• _TEXTO EXTRAÍDO_:
Imprimir acórdão
Processo n.º 907/08
2ª Secção
Relator: Conselheiro João Cura Mariano
Acordam, em conferência, no Tribunal Constitucional
Relatório
A Santa Casa da Misericórdia de Vila Nova de Gaia foi autuada pela Inspecção
Geral do Trabalho, imputando-lhe a prática de uma contra ordenação muito grave
prevista no artigo 596.º do Código do Trabalho e punida nos termos dos artigos
689.º e 620.º, nº 4, b), do mesmo diploma legal.
O Sindicato dos Trabalhadores da Indústria de Hotelaria, Turismo, Restaurantes
e Similares do Norte foi admitido como assistente.
Por decisão final, proferida no processo de contra ordenação que correu termos
na Delegação do IDICT do Porto, foi aplicado à arguida a coima de € 4.000,00.
A arguida impugnou judicialmente a decisão, tendo o Tribunal de Trabalho de
Vila Nova de Gaia, após julgamento, proferido sentença a julgar procedente o
recurso, a revogar a decisão administrativa e, em consequência, a absolver a
arguida.
Inconformado, veio o assistente recorrer para o Tribunal da Relação do Porto,
pedindo a revogação da sentença e a confirmação da decisão administrativa que
aplicou à arguida a coima de € 4.000,00.
O Tribunal da Relação do Porto julgou o recurso procedente e, em consequência,
revogou a sentença recorrida e confirmou a decisão administrativa que havia
condenado a arguida na coima de € 4.000,00, por violação do disposto no artigo
596.º, do Código de Trabalho.
A arguida recorreu deste acórdão para o Tribunal Constitucional nos seguintes
termos:
“…não podendo conformar-se com o douto acórdão proferido nos autos, dele vem
interpor recurso para o Tribunal Constitucional ao abrigo do disposto na alínea
b) do n° 1 do art. 70° da Lei n.° 28/82, de 15 de Novembro, com fundamento em
inconstitucionalidade dos art. 596°, n° 2, e art. 601° do Código do Trabalho, na
interpretação que naquele lhes foi dada, por violação do disposto nos art. 13° —
princípio da igualdade; 24° — direito à vida; art. 25° — direito à integridade
pessoal; art. 26° — direito à dignidade pessoal; art. 63° — direito à segurança
social e art. 64° — direito à protecção da saúde, todos da Constituição da
República Portuguesa.
A sobredita interpretação dos preceitos cuja constitucionalidade se põe em crise
é questão nova no processo, pois que apenas levantada no acórdão recorrido, de
que não cabe recurso ordinário, estando por via disso a recorrente impedida de
dar cumprimento ao disposto no art. 75°-A da Lei de Organização, Funcionamento e
Processo do Tribunal Constitucional…”.
O Desembargador Relator proferiu despacho de não admissão do recurso por não ter
sido suscitada previamente a questão de constitucionalidade que o recorrente
pretende ver apreciada.
Deste despacho reclamou a recorrente, alegando o seguinte:
“Inconformada com o teor do sobredito acórdão, a Recorrente dele apresentou
oportunamente recurso para o Tribunal Constitucional.

• _MATERIAL FORNECIDO_:
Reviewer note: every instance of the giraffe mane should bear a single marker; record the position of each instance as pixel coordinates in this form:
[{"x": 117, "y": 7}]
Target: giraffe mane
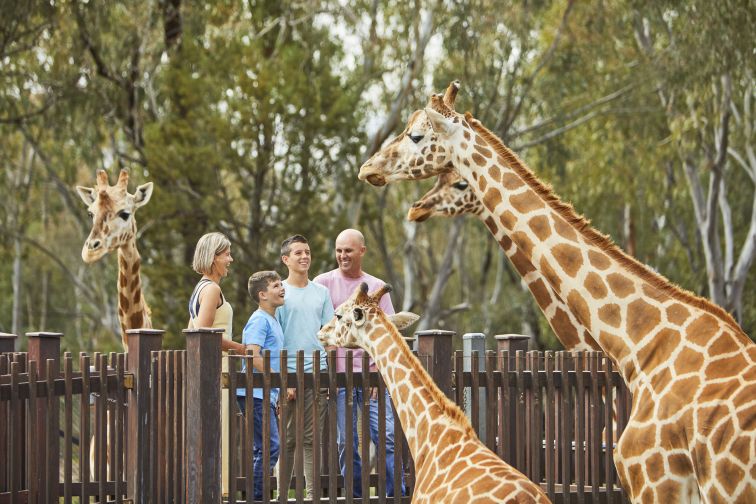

• _REQUISITOS DO EXERCÍCIO_:
**A.** Imprima o trecho do acórdão de "O Tribunal da Relação do Porto julgou" a "Código de Trabalho.".
**B.** Qual foi o valor da coima aplicada à arguida, segundo o acórdão?

• _LISTA DE SOLUÇÕES_:
**A.**
O Tribunal da Relação do Porto julgou o recurso procedente e, em consequência,
revogou a sentença recorrida e confirmou a decisão administrativa que havia
condenado a arguida na coima de € 4.000,00, por violação do disposto no artigo
596.º, do Código de Trabalho.

**B.** A coima aplicada à arguida foi de € 4.000,00.